[PROBLEM TO WORK ON] Pull out every line in the records below that contains the word "surface".

[DATASET CONTENT]
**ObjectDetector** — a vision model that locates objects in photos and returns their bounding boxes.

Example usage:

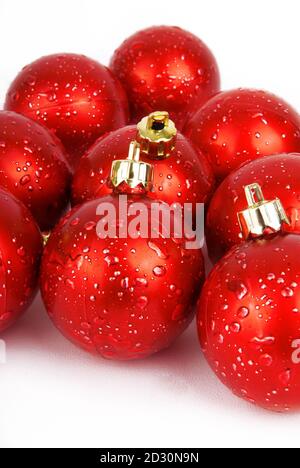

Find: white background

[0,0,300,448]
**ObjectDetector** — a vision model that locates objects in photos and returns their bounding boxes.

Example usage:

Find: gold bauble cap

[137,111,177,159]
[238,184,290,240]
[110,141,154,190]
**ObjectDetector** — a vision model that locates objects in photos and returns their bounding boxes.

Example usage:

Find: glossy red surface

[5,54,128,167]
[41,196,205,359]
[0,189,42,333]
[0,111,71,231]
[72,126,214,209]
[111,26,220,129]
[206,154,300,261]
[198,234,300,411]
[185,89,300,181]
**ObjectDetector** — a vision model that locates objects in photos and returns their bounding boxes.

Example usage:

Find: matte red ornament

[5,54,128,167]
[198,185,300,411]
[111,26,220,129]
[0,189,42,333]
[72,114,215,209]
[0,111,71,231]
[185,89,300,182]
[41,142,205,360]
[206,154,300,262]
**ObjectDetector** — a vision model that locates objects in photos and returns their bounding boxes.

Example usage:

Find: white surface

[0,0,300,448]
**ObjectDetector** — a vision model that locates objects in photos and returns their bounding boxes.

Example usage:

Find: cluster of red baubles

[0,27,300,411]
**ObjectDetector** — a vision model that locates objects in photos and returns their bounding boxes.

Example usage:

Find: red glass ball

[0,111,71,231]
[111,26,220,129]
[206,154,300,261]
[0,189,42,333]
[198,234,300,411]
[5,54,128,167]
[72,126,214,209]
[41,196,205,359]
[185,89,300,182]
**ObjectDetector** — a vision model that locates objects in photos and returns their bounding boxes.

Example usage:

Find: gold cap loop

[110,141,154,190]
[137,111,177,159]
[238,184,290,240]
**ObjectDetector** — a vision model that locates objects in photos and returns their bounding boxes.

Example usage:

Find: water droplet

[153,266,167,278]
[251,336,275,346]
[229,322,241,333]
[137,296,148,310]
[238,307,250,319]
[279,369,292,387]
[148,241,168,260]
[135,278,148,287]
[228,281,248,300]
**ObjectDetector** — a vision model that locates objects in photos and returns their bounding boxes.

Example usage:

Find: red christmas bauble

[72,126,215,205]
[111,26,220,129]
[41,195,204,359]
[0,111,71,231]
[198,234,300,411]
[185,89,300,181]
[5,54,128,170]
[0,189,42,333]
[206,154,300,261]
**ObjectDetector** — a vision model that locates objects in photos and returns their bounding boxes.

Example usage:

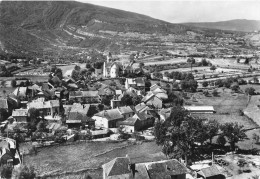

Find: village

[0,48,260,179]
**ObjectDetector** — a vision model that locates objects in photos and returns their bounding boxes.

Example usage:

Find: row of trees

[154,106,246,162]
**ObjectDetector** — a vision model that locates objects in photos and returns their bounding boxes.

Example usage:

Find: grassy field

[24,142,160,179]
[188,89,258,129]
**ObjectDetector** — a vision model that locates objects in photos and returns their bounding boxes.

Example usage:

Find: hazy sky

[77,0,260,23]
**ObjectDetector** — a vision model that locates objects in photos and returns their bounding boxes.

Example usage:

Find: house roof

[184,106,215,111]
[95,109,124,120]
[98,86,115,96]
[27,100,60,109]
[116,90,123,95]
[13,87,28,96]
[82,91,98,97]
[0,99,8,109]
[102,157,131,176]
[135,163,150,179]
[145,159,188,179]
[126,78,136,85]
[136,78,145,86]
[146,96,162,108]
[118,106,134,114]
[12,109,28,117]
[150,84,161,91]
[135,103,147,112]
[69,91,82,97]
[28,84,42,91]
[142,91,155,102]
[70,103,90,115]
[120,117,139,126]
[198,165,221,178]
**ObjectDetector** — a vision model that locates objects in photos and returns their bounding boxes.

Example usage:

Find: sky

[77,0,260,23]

[SOLUTION FOR THIS TASK]
Find: glossy red surface
Find: white surface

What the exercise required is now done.